> WHAT TO WORK ON
Output the entries below exactly as written, omitting pictures.

> INFORMATION SHOWN

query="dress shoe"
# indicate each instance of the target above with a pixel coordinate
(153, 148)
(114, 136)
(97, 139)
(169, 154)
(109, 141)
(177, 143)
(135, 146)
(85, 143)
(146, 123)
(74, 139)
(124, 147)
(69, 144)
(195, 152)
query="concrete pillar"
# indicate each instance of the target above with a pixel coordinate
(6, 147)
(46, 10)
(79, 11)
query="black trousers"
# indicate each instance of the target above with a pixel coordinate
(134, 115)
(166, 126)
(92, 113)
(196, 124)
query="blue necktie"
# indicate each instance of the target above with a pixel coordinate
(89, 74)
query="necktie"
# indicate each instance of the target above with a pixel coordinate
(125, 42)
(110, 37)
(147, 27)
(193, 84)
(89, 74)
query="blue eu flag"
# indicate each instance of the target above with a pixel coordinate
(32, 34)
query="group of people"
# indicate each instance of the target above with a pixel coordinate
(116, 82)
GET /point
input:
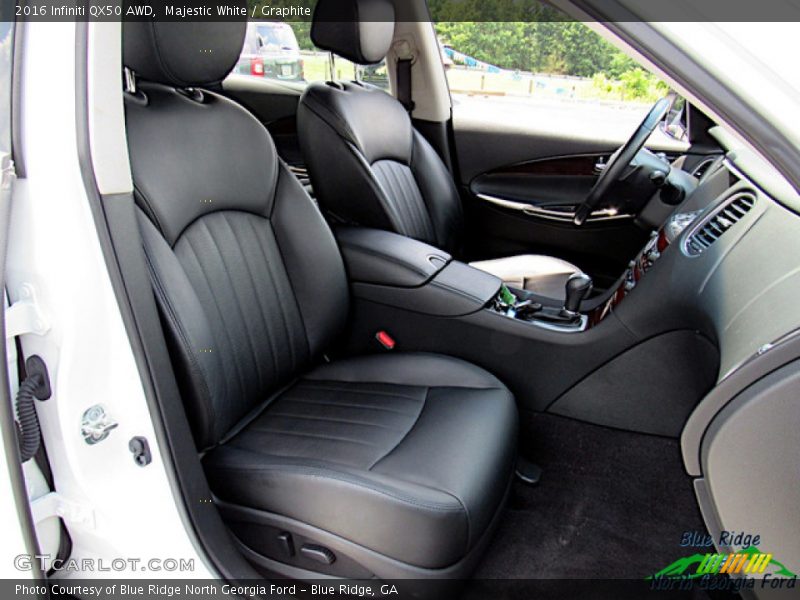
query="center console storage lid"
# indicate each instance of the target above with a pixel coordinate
(385, 258)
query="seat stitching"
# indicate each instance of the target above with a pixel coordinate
(274, 287)
(355, 481)
(333, 388)
(239, 374)
(348, 405)
(236, 298)
(347, 440)
(436, 387)
(261, 379)
(172, 316)
(405, 435)
(329, 420)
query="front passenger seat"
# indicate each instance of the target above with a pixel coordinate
(369, 166)
(391, 465)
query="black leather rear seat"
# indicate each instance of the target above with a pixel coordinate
(400, 461)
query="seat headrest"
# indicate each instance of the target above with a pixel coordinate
(359, 30)
(182, 54)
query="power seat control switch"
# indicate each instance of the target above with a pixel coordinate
(319, 554)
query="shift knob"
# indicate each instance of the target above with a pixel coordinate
(578, 287)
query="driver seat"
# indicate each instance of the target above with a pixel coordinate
(369, 166)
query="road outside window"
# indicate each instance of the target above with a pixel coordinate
(283, 51)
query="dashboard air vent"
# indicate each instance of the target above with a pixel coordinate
(703, 167)
(723, 218)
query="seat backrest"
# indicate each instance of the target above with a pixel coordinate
(246, 272)
(367, 163)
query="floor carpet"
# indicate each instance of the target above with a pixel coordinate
(610, 505)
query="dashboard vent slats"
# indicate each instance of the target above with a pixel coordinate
(701, 169)
(714, 226)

> EXERCISE ANSWER
query="dress shoe"
# indicate each instance of the target above with a pixel coordinate
(153, 148)
(114, 136)
(97, 139)
(169, 154)
(109, 141)
(177, 143)
(135, 146)
(85, 143)
(146, 123)
(74, 139)
(124, 147)
(69, 144)
(195, 152)
query="concrete pillar"
# indicate each instance of the target above with a pixel coordinate
(6, 147)
(46, 10)
(79, 11)
query="black trousers"
# indicate each instance of the target above with a pixel coordinate
(134, 115)
(166, 126)
(92, 113)
(196, 124)
query="blue necktie"
# indicate each instance of the target above with a pixel coordinate
(89, 74)
query="necktie"
# indicate each instance of the target above with a pixel coordinate
(125, 42)
(110, 37)
(147, 27)
(193, 84)
(89, 74)
query="blue eu flag"
# indicate each instance of the target above with a pixel coordinate
(32, 34)
query="group of people"
# indicate each instance of the target above with a pixel coordinate
(116, 82)
GET /point
input:
query="center console storage lid"
# indicate each instance of the target above with a pixel coordinate
(385, 258)
query="seat stitching"
# indicate each instance of the target above with a pixel coordinate
(274, 287)
(355, 481)
(333, 388)
(239, 374)
(348, 405)
(236, 298)
(347, 440)
(436, 387)
(261, 379)
(172, 316)
(405, 435)
(329, 420)
query="front passenger seat"
# indicate each instance of the target above with a pixel coordinate
(369, 166)
(391, 465)
query="black leather rear seat"
# indicate each instance of the target above with a pixel coordinate
(400, 461)
query="seat headrest"
# indicate each instance of the target above with a pixel coordinate
(359, 30)
(182, 54)
query="power seat control switch"
# indicate each instance of the target above with a pixel coordinate
(319, 554)
query="shift knob"
# indicate each instance of the target above with a pixel coordinate
(578, 287)
query="driver seat"
# indicate each instance of the target above with a pixel coordinate
(369, 166)
query="road outside window"
# indicate each instance of the target above with a pixel coordinate
(283, 51)
query="dashboard air vent"
# indicate each instance of the target above with a pixel coordinate
(703, 167)
(723, 218)
query="seat backrest"
# indicate each instance of the target above with a pixel coordinate
(246, 272)
(367, 163)
query="floor carpet"
# indicate each instance of the target above with a pixel coordinate
(610, 505)
query="dashboard vent slats"
# indicate each instance of the target above with a pixel coordinate
(701, 169)
(714, 226)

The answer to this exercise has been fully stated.